— Lo que se pide —
Cambia "Would you mind pinning" por "Could you mark" en todas las entradas y copia las líneas sin ninguna otra modificación.

'''

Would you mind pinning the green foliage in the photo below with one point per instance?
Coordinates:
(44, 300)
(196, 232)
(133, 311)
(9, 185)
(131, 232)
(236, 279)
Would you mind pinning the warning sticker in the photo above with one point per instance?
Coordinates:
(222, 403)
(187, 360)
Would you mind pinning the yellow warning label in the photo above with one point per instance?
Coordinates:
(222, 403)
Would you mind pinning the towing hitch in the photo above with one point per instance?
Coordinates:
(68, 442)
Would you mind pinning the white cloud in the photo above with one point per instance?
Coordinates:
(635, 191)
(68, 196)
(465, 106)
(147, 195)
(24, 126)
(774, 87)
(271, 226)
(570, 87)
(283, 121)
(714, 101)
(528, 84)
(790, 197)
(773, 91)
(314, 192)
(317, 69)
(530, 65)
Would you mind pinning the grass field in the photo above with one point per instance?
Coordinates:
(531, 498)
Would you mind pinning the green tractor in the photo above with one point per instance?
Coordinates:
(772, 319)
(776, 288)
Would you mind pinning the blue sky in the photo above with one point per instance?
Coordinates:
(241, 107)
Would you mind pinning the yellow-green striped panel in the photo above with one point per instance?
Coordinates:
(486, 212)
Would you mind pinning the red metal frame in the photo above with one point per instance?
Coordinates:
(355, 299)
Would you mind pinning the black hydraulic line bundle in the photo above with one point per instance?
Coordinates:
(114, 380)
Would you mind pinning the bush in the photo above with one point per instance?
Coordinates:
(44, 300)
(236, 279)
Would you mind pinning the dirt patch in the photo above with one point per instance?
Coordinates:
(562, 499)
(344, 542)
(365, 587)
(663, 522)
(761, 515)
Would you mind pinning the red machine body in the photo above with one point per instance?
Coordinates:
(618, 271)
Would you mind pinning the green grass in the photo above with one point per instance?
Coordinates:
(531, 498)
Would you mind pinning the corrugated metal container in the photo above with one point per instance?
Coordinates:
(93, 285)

'''

— Ejercicio resuelto —
Could you mark the green foliage in the photo below with one point per instance?
Coordinates:
(44, 300)
(196, 232)
(133, 311)
(9, 185)
(131, 232)
(236, 279)
Could you mark the warning sticker in the photo above with one point per instance?
Coordinates:
(222, 403)
(187, 360)
Could you mark the yellow warning label in the photo above with one point per instance?
Coordinates:
(222, 403)
Could you mark the towing hitch in the photo above with one point per instance?
Coordinates:
(68, 442)
Could you mark the white cloud in the photo above with one point per instance?
Coordinates:
(635, 191)
(68, 196)
(465, 106)
(147, 195)
(24, 126)
(774, 87)
(271, 226)
(570, 87)
(283, 121)
(714, 101)
(528, 84)
(790, 197)
(773, 91)
(314, 192)
(317, 69)
(530, 65)
Could you mark the grass field in the photo above with one point per instance?
Coordinates:
(531, 498)
Could you mark the green tractor in the photo above with one point per instance?
Coordinates:
(772, 319)
(776, 288)
Could you mark the blue sky in the photo above with one point per instance?
Coordinates:
(241, 107)
Could you mark the yellow-green striped panel in the photo above with one point per instance?
Coordinates:
(486, 212)
Could you mark the red metal frame in the photo above with one point per instance?
Coordinates:
(355, 299)
Could you mark the black hydraulic line bundle in the photo above with one point per instance?
Coordinates:
(114, 380)
Could you mark the bush in the photo above with one point per instance?
Coordinates:
(44, 300)
(236, 279)
Could you mark the dirt patch in the photo above with one point per instance?
Coordinates:
(562, 499)
(344, 542)
(365, 587)
(663, 522)
(761, 515)
Could you mark the red machine body in the photo above with one point per instance?
Coordinates:
(618, 271)
Could you mark the green grass in the photo above with one point per instance?
Coordinates:
(531, 498)
Could you mark the corrugated metal container in the photo above with one point per instance?
Coordinates:
(93, 285)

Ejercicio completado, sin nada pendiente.